*LIST OF TASKS*:
1. In the article on Iraq's wounded, for how many years had Musa and Saeed Rasoul been making the same daily journey to and from work?
2. Reproduce the passage of the article on Iraq's wounded that opens with the words containing "At the low point" and closes with "($6) a day.".

*EXTRACT PROVIDED*:

------------------------------------------------

Iraq's wounded: on their own
Nearly 37,000 Iraqis were injured last year alone. Though programs exist to help them, many find hope only when they take matters into their own hands.
from the April 11, 2007 edition
Page 2 of 3
Short-order cook at 'Happy' diner
Musa's life was turned upside down in early November when he was returning to Sadr City with his best friend and neighbor, Saeed Rasoul, from work at the Al-Saeed (Happy) restaurant in the Karrada district.
The men had been making the same daily journey for nine years, leaving at dawn and returning at noon in a taxi. Musa prepared short orders for breakfast and then cooked lunch while Mr. Rasoul manned a stand outside selling gaimar, a popular dish of fresh cream topped with honey or jam.
Musa was paid 15,000 dinars ($12) a day and cooked at weddings and funerals for additional income. Last year, he started getting a monthly pension of 98,000 dinars ($77) from the Ministry of Transport, where he had been employed for years as a public bus driver before he was fired in 1997 for political reasons, he says..
The extra cash enabled him to move out of his parents' home and rent out his own place in the Habibiya Apartments, a housing project built in the 1980s for the families of soldiers killed in the Iran-Iraq war. He bought a new refrigerator, stove, and living room set on an installment plan.
"I wanted to turn the place into our own little kingdom," he says with a hint of irony in his voice.
Musa, a stocky man in his 40s with a neatly trimmed beard and dressed in a red-and-blue track suit, wells up when he recalls the bombing incident.
The taxi he and Rasoul were riding in was the first to leave a traffic light when it hit a roadside bomb most likely planted for the police behind them.
"When I opened my eyes, I could smell the burning remains of the vehicle and I saw poor Saeed saying his last prayers," says Musa. Both Rasoul and the driver were killed.
Musa suffered for nearly a month, going to four different hospitals in Baghdad, before his arm was properly amputated. He still has shrapnel in his limbs, and after a failed operation to fix a broken jaw, doctors advised him to go abroad for a second try.
"I do not think I would have made it if it was not for God in heaven and the two Jawads under the golden dome," he says referring to two revered Shiite saints buried in a shrine in Baghdad's Kadhimiyah district.
The Ministry of Transport has suspended his pension, and for awhile his family survived thanks to help from his brothers and friends.
He tried recently to apply for the one-time payment of 1 million to 2 million dinars ($787-$1,575) promised by the government to all those wounded or disabled as a result of the violence, as well as for a monthly pension of 90,000 dinars ($70) from the Ministry of Labor's Social Care Network, but was soon discouraged by complicated procedures and a backlog of cases that stretches back years.
At the low point of Musa's despair, he considered removing his 12-year-old son, Ahmed, from school and sending him to work to support the family, but relief came when his old boss told him he could work again at the restaurant supervising other cooks for 7,500 dinars ($6) a day.

------------------------------------------------

*MATERIAL SUPPLIED*:

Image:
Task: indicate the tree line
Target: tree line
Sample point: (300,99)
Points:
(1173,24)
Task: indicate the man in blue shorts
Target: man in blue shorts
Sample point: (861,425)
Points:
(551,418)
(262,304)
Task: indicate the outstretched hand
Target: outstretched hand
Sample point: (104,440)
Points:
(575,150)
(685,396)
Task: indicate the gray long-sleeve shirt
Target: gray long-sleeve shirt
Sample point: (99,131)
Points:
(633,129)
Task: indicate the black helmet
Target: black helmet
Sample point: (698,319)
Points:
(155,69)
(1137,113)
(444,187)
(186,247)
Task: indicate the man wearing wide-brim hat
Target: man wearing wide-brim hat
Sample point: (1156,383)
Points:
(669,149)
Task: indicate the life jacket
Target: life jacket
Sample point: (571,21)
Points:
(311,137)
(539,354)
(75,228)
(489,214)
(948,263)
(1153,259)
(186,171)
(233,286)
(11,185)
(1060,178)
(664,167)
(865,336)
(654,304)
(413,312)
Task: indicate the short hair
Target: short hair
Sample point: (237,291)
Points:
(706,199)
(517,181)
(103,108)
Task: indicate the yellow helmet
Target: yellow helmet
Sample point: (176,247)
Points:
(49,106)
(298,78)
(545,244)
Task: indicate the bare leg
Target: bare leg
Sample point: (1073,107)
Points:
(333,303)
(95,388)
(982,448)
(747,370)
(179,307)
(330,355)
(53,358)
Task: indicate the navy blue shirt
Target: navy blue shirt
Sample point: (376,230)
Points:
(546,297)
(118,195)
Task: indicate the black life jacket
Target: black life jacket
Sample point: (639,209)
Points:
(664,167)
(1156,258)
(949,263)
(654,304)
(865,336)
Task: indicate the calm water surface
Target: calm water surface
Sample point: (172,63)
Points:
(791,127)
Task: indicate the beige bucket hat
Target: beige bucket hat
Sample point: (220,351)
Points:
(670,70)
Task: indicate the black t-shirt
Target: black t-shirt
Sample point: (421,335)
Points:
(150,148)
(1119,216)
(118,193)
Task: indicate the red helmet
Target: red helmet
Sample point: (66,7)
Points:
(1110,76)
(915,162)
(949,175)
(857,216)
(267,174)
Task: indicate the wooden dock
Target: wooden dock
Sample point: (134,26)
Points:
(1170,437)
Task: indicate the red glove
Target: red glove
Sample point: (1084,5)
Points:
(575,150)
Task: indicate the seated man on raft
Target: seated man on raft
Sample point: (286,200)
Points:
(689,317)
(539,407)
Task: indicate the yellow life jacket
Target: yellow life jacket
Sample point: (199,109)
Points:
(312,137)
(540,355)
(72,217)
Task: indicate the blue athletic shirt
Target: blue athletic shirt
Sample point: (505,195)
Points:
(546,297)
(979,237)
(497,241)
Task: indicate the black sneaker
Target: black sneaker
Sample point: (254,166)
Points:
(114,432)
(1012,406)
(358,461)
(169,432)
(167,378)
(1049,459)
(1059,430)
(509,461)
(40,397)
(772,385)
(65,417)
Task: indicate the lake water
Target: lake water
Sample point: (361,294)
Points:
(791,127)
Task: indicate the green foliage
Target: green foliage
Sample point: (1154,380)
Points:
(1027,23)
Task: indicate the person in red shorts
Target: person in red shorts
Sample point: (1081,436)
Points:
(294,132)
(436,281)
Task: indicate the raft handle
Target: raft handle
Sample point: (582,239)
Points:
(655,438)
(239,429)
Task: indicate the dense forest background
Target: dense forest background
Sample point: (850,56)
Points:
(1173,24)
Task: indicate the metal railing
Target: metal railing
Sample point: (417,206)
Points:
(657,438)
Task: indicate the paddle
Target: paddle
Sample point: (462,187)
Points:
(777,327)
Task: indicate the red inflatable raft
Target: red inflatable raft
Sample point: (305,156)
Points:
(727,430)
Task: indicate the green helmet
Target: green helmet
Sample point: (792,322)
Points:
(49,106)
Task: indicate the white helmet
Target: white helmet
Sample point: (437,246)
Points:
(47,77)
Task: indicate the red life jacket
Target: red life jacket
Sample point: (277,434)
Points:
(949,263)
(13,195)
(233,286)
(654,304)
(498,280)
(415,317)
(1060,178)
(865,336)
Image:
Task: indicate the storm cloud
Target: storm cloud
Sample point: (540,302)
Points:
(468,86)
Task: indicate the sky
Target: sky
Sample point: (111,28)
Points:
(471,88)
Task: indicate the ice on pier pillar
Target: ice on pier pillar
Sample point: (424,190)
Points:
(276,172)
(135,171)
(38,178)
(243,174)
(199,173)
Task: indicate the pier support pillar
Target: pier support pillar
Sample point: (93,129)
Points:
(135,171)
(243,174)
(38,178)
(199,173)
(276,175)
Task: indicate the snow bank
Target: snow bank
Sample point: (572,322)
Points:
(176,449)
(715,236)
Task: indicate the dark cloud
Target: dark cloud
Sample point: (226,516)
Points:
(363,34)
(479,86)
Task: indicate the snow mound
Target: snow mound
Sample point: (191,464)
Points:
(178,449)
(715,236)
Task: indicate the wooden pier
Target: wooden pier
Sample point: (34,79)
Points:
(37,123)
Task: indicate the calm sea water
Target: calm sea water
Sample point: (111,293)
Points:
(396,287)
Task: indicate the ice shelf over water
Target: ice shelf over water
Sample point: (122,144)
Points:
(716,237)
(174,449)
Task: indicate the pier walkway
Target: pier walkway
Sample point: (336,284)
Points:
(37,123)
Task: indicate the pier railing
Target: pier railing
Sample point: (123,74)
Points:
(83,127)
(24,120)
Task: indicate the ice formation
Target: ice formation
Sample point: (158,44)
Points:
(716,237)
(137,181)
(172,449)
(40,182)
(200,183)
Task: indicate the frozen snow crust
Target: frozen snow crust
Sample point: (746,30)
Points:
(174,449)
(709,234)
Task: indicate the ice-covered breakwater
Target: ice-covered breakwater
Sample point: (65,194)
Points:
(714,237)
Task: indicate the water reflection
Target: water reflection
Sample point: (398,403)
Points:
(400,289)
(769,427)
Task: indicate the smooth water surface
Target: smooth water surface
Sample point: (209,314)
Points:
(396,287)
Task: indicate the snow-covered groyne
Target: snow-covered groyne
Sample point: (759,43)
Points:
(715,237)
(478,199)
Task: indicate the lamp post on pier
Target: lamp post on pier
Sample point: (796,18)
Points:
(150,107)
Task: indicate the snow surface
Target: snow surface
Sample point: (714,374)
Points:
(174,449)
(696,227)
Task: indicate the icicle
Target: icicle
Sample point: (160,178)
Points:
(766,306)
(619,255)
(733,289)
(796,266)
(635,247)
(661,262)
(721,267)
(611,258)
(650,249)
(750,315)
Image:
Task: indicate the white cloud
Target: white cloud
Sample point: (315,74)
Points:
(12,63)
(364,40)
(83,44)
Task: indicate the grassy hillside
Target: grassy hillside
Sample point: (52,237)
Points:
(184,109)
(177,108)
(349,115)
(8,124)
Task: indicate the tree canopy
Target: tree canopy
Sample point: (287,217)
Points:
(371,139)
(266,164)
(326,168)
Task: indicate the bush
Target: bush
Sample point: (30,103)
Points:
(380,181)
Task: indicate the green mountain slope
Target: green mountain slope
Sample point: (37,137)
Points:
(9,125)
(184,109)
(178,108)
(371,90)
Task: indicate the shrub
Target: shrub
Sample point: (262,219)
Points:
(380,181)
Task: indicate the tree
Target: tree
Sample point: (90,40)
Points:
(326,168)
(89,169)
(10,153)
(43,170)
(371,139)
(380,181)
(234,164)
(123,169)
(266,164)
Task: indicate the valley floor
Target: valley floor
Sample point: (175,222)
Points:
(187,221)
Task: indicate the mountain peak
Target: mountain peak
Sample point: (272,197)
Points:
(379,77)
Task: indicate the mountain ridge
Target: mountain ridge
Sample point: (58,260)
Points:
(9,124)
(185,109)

------------------------------------------------

*TASK-BY-TASK RESULTS*:
1. Nine years.

2.
At the low point of Musa's despair, he considered removing his 12-year-old son, Ahmed, from school and sending him to work to support the family, but relief came when his old boss told him he could work again at the restaurant supervising other cooks for 7,500 dinars ($6) a day.